:: Task ::
Using the data below, show every line where the word "target" occurs.

:: Task inputs ::
+ + + + + + +

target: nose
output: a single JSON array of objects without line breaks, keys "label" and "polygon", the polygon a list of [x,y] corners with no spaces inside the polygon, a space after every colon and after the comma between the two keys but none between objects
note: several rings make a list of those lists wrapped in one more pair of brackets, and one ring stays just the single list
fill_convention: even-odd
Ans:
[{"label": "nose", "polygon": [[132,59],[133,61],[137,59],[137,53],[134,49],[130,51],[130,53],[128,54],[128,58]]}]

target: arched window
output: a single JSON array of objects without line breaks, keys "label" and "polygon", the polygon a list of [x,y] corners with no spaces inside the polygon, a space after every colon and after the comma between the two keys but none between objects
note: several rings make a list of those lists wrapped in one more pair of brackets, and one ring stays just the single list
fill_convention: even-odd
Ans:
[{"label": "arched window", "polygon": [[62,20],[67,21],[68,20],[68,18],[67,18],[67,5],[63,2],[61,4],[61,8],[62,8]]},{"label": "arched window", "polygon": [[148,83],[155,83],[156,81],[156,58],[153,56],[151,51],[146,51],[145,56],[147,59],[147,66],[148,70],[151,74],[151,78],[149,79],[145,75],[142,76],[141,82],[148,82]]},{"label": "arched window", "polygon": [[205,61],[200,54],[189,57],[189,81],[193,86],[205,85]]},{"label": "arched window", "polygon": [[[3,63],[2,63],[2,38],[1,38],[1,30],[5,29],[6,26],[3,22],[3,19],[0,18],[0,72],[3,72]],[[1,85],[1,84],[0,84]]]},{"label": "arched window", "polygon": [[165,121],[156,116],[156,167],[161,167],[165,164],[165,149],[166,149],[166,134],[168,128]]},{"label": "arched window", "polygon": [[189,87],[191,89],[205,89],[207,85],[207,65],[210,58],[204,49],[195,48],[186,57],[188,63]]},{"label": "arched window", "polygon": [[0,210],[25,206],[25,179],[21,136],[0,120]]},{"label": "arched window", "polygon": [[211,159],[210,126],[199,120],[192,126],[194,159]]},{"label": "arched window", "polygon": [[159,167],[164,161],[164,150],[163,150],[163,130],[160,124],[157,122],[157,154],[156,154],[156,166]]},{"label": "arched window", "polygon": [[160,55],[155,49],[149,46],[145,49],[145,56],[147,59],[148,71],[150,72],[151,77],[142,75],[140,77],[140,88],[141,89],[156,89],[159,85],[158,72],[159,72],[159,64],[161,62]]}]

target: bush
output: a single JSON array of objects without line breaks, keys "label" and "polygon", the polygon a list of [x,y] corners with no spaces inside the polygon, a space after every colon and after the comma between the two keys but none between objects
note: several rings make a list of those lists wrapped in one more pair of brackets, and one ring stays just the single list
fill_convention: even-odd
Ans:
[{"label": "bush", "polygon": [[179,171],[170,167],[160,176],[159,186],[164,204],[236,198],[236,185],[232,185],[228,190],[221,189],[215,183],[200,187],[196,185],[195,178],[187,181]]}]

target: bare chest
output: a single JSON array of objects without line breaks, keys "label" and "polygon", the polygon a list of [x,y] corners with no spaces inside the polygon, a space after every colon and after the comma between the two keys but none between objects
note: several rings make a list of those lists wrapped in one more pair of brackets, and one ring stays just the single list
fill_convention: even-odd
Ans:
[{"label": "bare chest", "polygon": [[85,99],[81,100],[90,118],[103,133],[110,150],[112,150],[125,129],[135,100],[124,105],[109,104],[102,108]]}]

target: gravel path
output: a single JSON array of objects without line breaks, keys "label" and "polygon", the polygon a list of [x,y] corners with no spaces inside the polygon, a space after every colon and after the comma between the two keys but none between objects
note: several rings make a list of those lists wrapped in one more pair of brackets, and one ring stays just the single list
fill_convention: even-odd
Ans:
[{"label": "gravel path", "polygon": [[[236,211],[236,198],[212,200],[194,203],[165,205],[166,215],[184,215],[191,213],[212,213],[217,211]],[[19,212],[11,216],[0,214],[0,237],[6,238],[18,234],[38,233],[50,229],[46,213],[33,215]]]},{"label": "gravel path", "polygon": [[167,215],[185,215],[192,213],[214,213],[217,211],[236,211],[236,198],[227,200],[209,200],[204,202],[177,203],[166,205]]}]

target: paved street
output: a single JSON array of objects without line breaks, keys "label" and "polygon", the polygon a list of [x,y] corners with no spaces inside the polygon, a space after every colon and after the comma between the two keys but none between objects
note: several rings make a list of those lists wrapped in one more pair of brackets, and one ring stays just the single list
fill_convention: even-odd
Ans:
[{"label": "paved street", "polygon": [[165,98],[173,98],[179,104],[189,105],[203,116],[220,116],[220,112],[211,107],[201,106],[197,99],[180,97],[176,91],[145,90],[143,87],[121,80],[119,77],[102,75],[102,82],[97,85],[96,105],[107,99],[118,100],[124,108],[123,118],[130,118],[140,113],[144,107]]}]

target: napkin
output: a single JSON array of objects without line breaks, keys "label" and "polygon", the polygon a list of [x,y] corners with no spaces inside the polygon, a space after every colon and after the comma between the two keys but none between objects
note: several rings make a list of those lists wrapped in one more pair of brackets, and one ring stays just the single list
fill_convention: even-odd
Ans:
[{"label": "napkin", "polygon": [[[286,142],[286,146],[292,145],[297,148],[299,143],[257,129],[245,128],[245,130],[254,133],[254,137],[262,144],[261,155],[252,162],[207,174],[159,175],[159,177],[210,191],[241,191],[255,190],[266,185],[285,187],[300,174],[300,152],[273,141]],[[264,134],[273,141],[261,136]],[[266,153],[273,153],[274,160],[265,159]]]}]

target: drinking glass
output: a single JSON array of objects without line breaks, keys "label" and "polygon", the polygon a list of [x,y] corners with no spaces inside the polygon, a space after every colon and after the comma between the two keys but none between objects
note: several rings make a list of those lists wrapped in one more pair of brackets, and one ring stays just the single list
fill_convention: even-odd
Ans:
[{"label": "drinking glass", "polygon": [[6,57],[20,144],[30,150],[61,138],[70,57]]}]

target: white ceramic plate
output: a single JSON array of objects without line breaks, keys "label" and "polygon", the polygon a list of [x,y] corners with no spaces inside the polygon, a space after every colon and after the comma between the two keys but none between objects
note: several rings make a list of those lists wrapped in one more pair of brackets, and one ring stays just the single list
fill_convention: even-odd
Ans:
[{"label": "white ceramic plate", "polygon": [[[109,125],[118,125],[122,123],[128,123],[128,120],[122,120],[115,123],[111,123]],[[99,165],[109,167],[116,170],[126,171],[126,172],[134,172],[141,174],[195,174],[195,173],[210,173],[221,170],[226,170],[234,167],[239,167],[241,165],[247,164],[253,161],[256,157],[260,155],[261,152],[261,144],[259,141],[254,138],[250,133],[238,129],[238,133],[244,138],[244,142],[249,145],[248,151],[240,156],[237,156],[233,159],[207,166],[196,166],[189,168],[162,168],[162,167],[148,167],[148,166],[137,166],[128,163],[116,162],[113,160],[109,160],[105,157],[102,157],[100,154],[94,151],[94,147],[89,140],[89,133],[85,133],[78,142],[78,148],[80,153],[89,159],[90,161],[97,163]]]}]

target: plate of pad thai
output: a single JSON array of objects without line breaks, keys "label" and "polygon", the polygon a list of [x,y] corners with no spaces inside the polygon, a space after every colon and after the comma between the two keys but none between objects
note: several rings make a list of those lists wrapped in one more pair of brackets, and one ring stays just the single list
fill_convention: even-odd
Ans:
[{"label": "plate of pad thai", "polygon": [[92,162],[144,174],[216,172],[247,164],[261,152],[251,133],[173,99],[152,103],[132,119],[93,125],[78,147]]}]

+ + + + + + +

:: Solution to the problem ::
target: nose
target: arched window
target: bush
target: bare chest
target: gravel path
target: paved street
target: napkin
target: drinking glass
target: white ceramic plate
target: plate of pad thai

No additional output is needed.